• _Supplied entries_:
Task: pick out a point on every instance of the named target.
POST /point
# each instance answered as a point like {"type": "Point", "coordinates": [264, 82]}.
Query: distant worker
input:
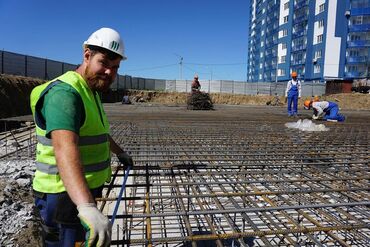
{"type": "Point", "coordinates": [325, 110]}
{"type": "Point", "coordinates": [74, 146]}
{"type": "Point", "coordinates": [195, 85]}
{"type": "Point", "coordinates": [292, 94]}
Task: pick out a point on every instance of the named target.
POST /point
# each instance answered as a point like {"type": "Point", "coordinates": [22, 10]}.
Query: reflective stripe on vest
{"type": "Point", "coordinates": [82, 141]}
{"type": "Point", "coordinates": [53, 169]}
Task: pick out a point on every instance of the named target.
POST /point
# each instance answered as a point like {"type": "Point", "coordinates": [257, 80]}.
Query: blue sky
{"type": "Point", "coordinates": [210, 35]}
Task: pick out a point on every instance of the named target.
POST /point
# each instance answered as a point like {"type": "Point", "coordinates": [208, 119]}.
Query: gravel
{"type": "Point", "coordinates": [18, 224]}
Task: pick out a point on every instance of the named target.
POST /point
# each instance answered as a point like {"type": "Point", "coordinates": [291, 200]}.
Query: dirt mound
{"type": "Point", "coordinates": [15, 95]}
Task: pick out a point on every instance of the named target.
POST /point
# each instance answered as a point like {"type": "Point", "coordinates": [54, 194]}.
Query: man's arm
{"type": "Point", "coordinates": [67, 154]}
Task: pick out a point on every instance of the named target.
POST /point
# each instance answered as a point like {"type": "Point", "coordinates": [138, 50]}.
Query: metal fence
{"type": "Point", "coordinates": [246, 88]}
{"type": "Point", "coordinates": [46, 69]}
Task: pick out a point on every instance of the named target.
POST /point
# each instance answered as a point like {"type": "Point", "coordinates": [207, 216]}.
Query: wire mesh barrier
{"type": "Point", "coordinates": [198, 182]}
{"type": "Point", "coordinates": [46, 69]}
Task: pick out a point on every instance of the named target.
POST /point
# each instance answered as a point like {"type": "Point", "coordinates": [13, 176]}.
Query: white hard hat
{"type": "Point", "coordinates": [109, 39]}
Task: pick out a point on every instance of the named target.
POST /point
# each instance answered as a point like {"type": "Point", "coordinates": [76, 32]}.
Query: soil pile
{"type": "Point", "coordinates": [18, 224]}
{"type": "Point", "coordinates": [15, 95]}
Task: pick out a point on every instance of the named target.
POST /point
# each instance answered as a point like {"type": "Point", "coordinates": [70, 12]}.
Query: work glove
{"type": "Point", "coordinates": [97, 226]}
{"type": "Point", "coordinates": [125, 159]}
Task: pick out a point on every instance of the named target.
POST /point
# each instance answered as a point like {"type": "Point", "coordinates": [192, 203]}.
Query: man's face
{"type": "Point", "coordinates": [100, 71]}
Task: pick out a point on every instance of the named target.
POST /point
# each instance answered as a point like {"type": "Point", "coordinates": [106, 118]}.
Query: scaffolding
{"type": "Point", "coordinates": [198, 182]}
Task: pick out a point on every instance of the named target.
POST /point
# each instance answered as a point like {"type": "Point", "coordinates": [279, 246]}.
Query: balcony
{"type": "Point", "coordinates": [357, 59]}
{"type": "Point", "coordinates": [359, 28]}
{"type": "Point", "coordinates": [358, 43]}
{"type": "Point", "coordinates": [298, 62]}
{"type": "Point", "coordinates": [360, 11]}
{"type": "Point", "coordinates": [300, 18]}
{"type": "Point", "coordinates": [298, 48]}
{"type": "Point", "coordinates": [356, 74]}
{"type": "Point", "coordinates": [299, 33]}
{"type": "Point", "coordinates": [300, 3]}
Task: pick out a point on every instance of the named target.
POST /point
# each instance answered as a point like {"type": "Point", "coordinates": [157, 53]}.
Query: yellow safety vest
{"type": "Point", "coordinates": [93, 139]}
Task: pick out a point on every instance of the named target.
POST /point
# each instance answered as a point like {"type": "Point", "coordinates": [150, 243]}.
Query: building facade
{"type": "Point", "coordinates": [321, 40]}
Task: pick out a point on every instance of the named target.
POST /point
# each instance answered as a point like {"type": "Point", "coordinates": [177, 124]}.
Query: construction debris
{"type": "Point", "coordinates": [199, 101]}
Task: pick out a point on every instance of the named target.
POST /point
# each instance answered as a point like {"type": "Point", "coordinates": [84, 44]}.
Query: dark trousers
{"type": "Point", "coordinates": [60, 225]}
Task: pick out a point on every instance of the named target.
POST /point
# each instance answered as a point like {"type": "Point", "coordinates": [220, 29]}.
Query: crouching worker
{"type": "Point", "coordinates": [325, 110]}
{"type": "Point", "coordinates": [74, 146]}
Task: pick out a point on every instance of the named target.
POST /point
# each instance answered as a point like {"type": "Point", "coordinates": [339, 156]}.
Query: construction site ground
{"type": "Point", "coordinates": [234, 176]}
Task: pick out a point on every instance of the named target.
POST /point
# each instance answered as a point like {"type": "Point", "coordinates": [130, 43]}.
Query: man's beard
{"type": "Point", "coordinates": [97, 82]}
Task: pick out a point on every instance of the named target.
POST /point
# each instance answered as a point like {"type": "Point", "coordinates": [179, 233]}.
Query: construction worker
{"type": "Point", "coordinates": [325, 110]}
{"type": "Point", "coordinates": [195, 85]}
{"type": "Point", "coordinates": [292, 94]}
{"type": "Point", "coordinates": [74, 146]}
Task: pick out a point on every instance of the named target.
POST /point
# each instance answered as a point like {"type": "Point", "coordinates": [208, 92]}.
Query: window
{"type": "Point", "coordinates": [321, 7]}
{"type": "Point", "coordinates": [319, 38]}
{"type": "Point", "coordinates": [286, 19]}
{"type": "Point", "coordinates": [285, 32]}
{"type": "Point", "coordinates": [321, 23]}
{"type": "Point", "coordinates": [286, 6]}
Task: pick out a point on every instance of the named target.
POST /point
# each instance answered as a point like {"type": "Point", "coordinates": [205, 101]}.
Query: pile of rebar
{"type": "Point", "coordinates": [231, 183]}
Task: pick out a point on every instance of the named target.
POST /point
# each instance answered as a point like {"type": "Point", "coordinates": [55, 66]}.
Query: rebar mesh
{"type": "Point", "coordinates": [230, 183]}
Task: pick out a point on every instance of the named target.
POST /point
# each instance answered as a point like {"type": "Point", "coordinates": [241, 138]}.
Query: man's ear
{"type": "Point", "coordinates": [87, 54]}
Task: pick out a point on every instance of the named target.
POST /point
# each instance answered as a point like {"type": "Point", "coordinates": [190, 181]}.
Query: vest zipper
{"type": "Point", "coordinates": [96, 102]}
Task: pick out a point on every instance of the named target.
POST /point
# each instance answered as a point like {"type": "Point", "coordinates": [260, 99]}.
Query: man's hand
{"type": "Point", "coordinates": [125, 159]}
{"type": "Point", "coordinates": [97, 226]}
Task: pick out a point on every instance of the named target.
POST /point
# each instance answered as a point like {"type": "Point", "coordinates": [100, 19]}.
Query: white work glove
{"type": "Point", "coordinates": [125, 159]}
{"type": "Point", "coordinates": [98, 227]}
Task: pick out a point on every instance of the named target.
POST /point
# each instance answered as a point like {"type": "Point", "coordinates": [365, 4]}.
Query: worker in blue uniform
{"type": "Point", "coordinates": [292, 94]}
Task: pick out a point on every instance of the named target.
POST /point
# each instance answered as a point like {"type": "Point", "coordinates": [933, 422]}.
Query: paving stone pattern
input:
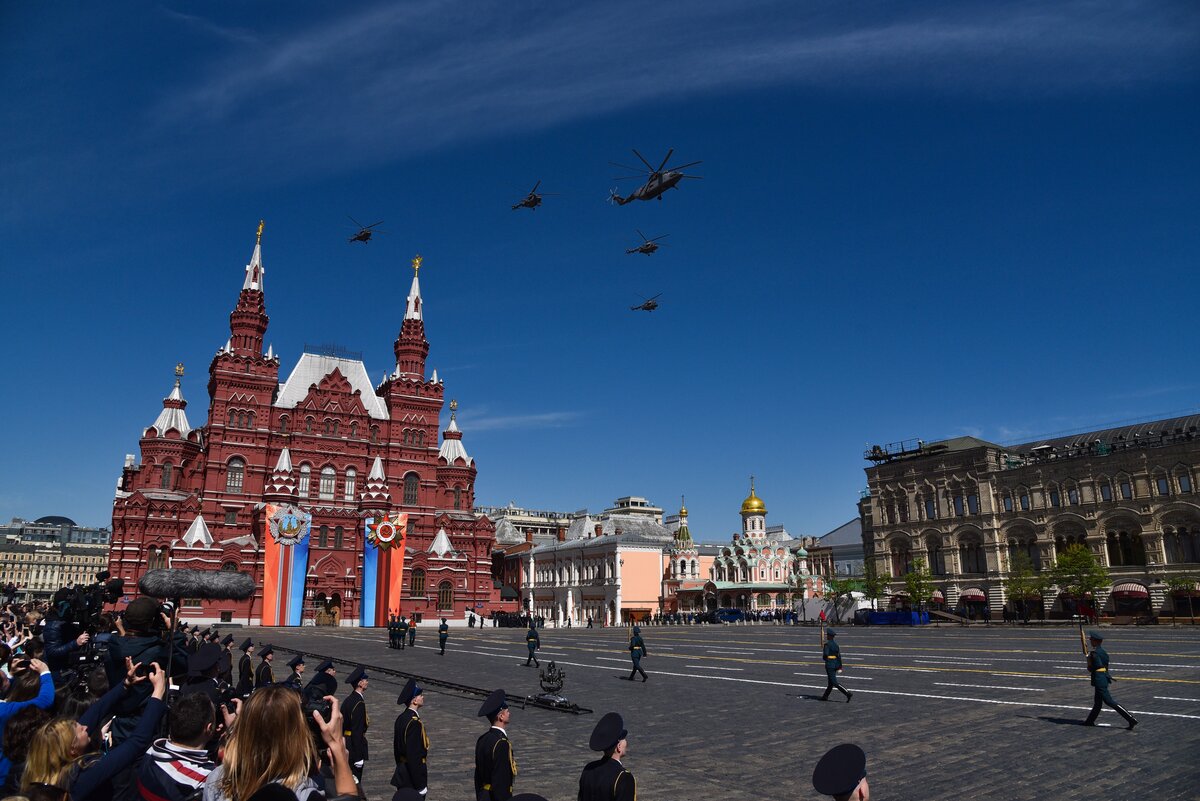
{"type": "Point", "coordinates": [739, 724]}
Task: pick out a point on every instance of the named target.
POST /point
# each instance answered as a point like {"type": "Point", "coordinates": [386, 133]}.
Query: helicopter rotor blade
{"type": "Point", "coordinates": [643, 161]}
{"type": "Point", "coordinates": [665, 158]}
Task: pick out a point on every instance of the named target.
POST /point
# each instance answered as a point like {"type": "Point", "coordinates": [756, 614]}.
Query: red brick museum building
{"type": "Point", "coordinates": [328, 447]}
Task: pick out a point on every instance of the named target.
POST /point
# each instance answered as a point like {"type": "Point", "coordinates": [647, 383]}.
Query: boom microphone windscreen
{"type": "Point", "coordinates": [190, 583]}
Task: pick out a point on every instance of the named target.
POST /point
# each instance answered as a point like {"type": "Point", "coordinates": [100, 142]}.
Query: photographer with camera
{"type": "Point", "coordinates": [63, 753]}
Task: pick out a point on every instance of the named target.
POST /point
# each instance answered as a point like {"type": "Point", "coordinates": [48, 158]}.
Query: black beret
{"type": "Point", "coordinates": [609, 732]}
{"type": "Point", "coordinates": [840, 770]}
{"type": "Point", "coordinates": [493, 704]}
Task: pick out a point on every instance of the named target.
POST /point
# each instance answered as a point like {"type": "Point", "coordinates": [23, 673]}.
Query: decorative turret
{"type": "Point", "coordinates": [411, 345]}
{"type": "Point", "coordinates": [247, 321]}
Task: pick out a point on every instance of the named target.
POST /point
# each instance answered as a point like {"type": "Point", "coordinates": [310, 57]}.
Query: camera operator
{"type": "Point", "coordinates": [60, 634]}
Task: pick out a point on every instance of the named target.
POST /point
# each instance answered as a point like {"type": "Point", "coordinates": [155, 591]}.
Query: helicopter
{"type": "Point", "coordinates": [648, 306]}
{"type": "Point", "coordinates": [533, 199]}
{"type": "Point", "coordinates": [659, 181]}
{"type": "Point", "coordinates": [365, 232]}
{"type": "Point", "coordinates": [648, 245]}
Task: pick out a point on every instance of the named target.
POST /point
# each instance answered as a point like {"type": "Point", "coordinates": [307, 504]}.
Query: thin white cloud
{"type": "Point", "coordinates": [396, 79]}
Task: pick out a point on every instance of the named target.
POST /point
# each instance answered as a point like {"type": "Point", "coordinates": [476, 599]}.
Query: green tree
{"type": "Point", "coordinates": [1179, 585]}
{"type": "Point", "coordinates": [875, 584]}
{"type": "Point", "coordinates": [1079, 573]}
{"type": "Point", "coordinates": [1024, 583]}
{"type": "Point", "coordinates": [918, 582]}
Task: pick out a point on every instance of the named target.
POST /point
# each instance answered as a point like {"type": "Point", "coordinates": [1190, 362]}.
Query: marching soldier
{"type": "Point", "coordinates": [295, 680]}
{"type": "Point", "coordinates": [411, 744]}
{"type": "Point", "coordinates": [354, 714]}
{"type": "Point", "coordinates": [495, 766]}
{"type": "Point", "coordinates": [263, 675]}
{"type": "Point", "coordinates": [636, 651]}
{"type": "Point", "coordinates": [1098, 666]}
{"type": "Point", "coordinates": [533, 642]}
{"type": "Point", "coordinates": [245, 668]}
{"type": "Point", "coordinates": [606, 778]}
{"type": "Point", "coordinates": [225, 672]}
{"type": "Point", "coordinates": [841, 774]}
{"type": "Point", "coordinates": [832, 656]}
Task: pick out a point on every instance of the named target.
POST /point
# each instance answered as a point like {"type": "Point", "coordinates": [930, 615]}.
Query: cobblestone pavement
{"type": "Point", "coordinates": [731, 712]}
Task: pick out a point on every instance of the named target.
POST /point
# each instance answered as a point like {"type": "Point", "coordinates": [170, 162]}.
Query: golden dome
{"type": "Point", "coordinates": [753, 505]}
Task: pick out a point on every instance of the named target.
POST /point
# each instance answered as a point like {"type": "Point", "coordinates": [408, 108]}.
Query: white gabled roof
{"type": "Point", "coordinates": [313, 367]}
{"type": "Point", "coordinates": [198, 534]}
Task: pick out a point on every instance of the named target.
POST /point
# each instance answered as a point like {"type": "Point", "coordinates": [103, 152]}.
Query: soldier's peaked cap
{"type": "Point", "coordinates": [840, 770]}
{"type": "Point", "coordinates": [411, 691]}
{"type": "Point", "coordinates": [493, 704]}
{"type": "Point", "coordinates": [609, 732]}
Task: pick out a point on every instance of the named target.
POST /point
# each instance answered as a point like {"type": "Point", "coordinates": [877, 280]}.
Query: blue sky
{"type": "Point", "coordinates": [916, 220]}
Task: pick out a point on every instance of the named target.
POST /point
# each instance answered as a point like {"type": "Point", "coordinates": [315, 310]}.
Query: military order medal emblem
{"type": "Point", "coordinates": [288, 524]}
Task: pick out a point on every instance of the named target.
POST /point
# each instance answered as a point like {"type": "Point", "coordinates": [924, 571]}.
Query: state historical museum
{"type": "Point", "coordinates": [333, 493]}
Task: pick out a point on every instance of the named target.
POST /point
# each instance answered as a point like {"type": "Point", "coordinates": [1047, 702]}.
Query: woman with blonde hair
{"type": "Point", "coordinates": [61, 754]}
{"type": "Point", "coordinates": [271, 744]}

• _Work instruction_:
Your answer must be the lines above, unchanged, from the first one through the line that holds "Query: distant worker", inclusive, and no others.

• _Response to the task_:
Task: pick out a point on every instance of the named target.
POST /point
# each instance answered as a point like {"type": "Point", "coordinates": [264, 82]}.
Query: distant worker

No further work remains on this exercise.